■ REQUIRED TASKS ■
• a. Write out everything from "Coffee would be" down to "a refugee crisis." in the transcript of the conversation on migration, keeping the wording unchanged.
• b. Answer these questions from the transcript of the conversation on migration:
(i) What does Stephen Macedo ask for?
(ii) Since what event, according to Sandra Bermann, has there not been as much migration as now?
(iii) What two kinds of student affiliates does she name?
• c. Continue the transcript of the conversation on migration and the faculty group, starting after its final line.

■ DOCUMENT EXCERPT ■

SANDRA BERMANN: How are you?
SUBJECT: Coffee all?
SANDRA BERMANN: Yes.
Coffee would be great, thank you.
STEPHEN MACEDO: Me too, please.
Thank you.
SANDRA BERMANN: You know, the whole question
of migration through the ages --
since biblical times, we've had it.
But now, in our lived history, we have a refugee crisis.
We have more migration than we've had since World War II.
And I started thinking about this community
and the possibility of having one
in doing my own work on translation studies but also
literary history and started to realize
how much I needed to know to talk about some
of these things in the current period.
So I went to a couple of colleagues
and talked with them, learned a lot,
and started to think about how much
it would mean to have a group of faculty
from roundabout campus who could talk about these things
and, in innovative ways, share knowledge,
share ways of thinking about this issue,
and how, eventually, this could have a huge ripple effect
on campus through our teaching, through having
student affiliates, graduate and undergraduates.

■ RECORD SET ■
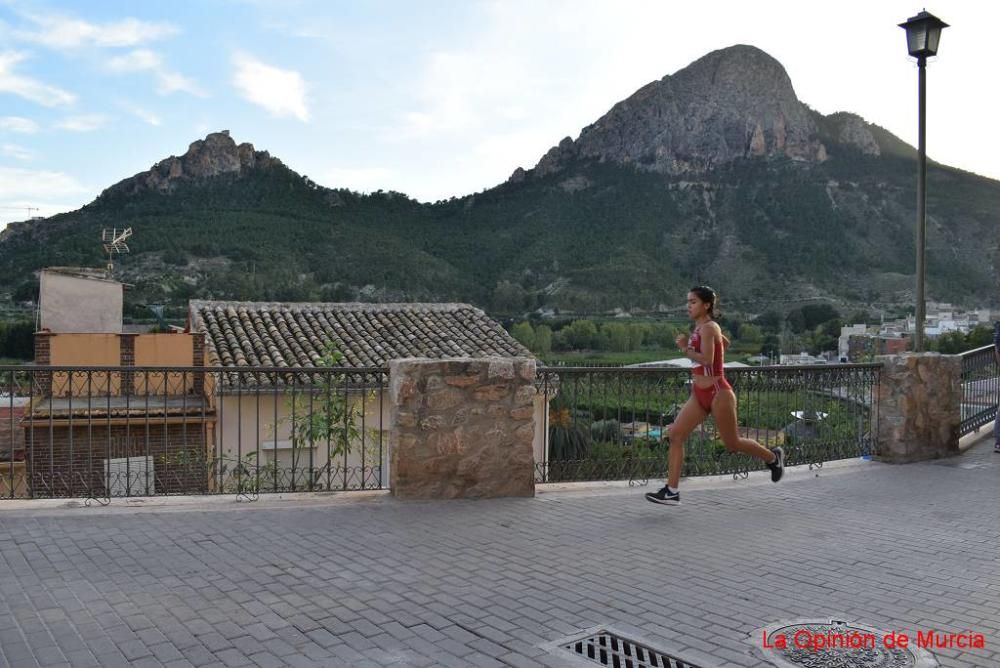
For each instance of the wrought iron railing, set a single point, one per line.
(612, 423)
(103, 432)
(980, 388)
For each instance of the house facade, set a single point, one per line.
(108, 422)
(259, 407)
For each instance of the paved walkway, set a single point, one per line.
(368, 580)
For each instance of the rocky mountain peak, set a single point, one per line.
(215, 155)
(733, 103)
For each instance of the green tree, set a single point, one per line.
(543, 340)
(525, 334)
(580, 335)
(978, 337)
(751, 333)
(617, 336)
(770, 346)
(323, 415)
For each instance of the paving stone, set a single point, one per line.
(376, 581)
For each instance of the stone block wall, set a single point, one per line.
(463, 428)
(920, 398)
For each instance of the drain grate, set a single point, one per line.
(610, 649)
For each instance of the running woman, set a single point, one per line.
(710, 393)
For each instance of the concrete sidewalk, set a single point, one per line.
(367, 580)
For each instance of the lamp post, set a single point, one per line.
(923, 33)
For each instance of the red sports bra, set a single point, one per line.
(701, 369)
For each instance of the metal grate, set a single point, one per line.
(609, 649)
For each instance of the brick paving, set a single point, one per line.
(372, 581)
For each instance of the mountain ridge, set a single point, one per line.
(715, 173)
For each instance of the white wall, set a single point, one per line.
(78, 305)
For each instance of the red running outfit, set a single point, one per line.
(705, 395)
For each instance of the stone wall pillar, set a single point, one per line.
(462, 427)
(920, 401)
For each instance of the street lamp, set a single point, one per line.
(923, 33)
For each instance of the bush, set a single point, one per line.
(606, 430)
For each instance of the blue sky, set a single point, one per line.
(433, 98)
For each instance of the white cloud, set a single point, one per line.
(145, 60)
(361, 179)
(28, 88)
(136, 61)
(173, 82)
(142, 113)
(24, 126)
(86, 123)
(29, 184)
(63, 32)
(16, 152)
(281, 92)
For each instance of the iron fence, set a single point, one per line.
(103, 432)
(612, 423)
(980, 388)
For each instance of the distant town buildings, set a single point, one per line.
(860, 342)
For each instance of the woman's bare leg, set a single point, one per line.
(691, 415)
(724, 411)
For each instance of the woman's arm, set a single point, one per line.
(709, 332)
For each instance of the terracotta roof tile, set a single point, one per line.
(261, 334)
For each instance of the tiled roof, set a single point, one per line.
(258, 334)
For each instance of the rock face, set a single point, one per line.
(462, 428)
(215, 155)
(854, 131)
(732, 103)
(919, 402)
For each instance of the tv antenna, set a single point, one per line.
(114, 242)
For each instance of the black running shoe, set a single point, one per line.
(778, 465)
(665, 496)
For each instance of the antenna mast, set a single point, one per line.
(114, 242)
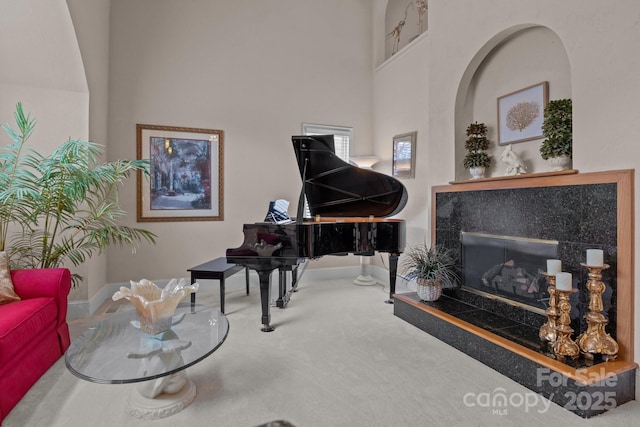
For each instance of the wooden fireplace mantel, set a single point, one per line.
(522, 176)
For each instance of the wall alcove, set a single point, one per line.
(514, 59)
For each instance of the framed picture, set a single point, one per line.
(521, 113)
(185, 181)
(404, 155)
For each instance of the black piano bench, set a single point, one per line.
(217, 269)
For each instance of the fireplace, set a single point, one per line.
(518, 223)
(508, 268)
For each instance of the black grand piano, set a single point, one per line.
(349, 209)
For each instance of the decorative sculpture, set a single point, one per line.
(155, 306)
(515, 166)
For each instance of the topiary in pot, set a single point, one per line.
(476, 146)
(557, 129)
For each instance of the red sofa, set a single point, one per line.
(34, 332)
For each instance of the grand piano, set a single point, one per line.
(349, 209)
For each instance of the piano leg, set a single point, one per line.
(393, 271)
(265, 299)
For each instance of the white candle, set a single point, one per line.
(595, 257)
(563, 281)
(554, 266)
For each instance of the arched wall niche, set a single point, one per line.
(414, 24)
(514, 59)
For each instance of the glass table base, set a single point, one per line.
(161, 406)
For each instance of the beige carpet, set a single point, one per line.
(338, 357)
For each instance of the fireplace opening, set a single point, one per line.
(507, 268)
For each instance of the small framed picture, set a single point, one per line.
(185, 181)
(404, 155)
(521, 114)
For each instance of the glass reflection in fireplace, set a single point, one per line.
(508, 267)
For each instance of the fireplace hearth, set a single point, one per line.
(504, 230)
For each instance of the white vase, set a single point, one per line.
(477, 172)
(559, 163)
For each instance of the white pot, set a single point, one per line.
(477, 172)
(559, 163)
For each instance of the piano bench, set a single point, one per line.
(217, 269)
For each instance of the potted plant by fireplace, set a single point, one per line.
(477, 160)
(432, 267)
(557, 129)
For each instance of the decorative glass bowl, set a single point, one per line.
(155, 306)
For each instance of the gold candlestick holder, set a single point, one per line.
(548, 330)
(564, 346)
(595, 340)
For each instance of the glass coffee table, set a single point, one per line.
(115, 351)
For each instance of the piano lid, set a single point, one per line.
(336, 188)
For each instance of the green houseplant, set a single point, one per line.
(557, 129)
(432, 267)
(476, 144)
(61, 207)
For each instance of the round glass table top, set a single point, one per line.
(115, 351)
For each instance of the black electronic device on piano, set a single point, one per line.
(349, 209)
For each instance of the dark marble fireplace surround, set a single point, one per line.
(580, 211)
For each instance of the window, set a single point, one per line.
(342, 137)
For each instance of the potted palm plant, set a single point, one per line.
(432, 267)
(61, 207)
(477, 159)
(557, 129)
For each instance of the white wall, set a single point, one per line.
(42, 68)
(256, 70)
(600, 42)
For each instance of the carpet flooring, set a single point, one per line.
(338, 357)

■ RESPONSES IN ORDER ■
• a.
Coffee would be great, thank you.
STEPHEN MACEDO: Me too, please.
Thank you.
SANDRA BERMANN: You know, the whole question
of migration through the ages --
since biblical times, we've had it.
But now, in our lived history, we have a refugee crisis.

• b.
(i) Coffee.
(ii) World War II.
(iii) Graduate and undergraduate students.

• c.
And, perhaps, over time, we will see
opportunities for changing the public discourse
and developing it into something that
can create better solutions or at least
better debates about them.
STEPHEN MACEDO: Yeah.
We probably need to understand why people see this issue,
you know, so differently, disagree so widely --
where they're coming from, what their perceptions
are, what their misperceptions are,
and how this can be clarified.
One of the things I find most interesting
is that this is an issue that doesn't
cut across the usual left-right divide cleanly.
There are liberals that worry about high levels
of immigration because of the impact on the working class.
There are conservatives that worry
about high levels of immigration both for that reason
but also because of effects on the culture
and because of concerns about cultural stability.
On the other hand, there are progressives
that are in favor, of course, of high levels of immigration,
generous policy towards refugees and poorer
migrants from abroad.
And, likewise, there are conservatives
who believe in open markets and open borders, a little
more libertarian.
So these issues are difficult ones
for both of the major political parties, in a way.
And it makes them interesting.
Then the question of who is a refugee
is a central one that hasn't been all together settled.
It's a disputed category in international law.
And are people that move out of great poverty refugees
or merely economic migrants?
A lot of these issues need a lot more attention
as a matter of policy and law.
SANDRA BERMANN: Absolutely.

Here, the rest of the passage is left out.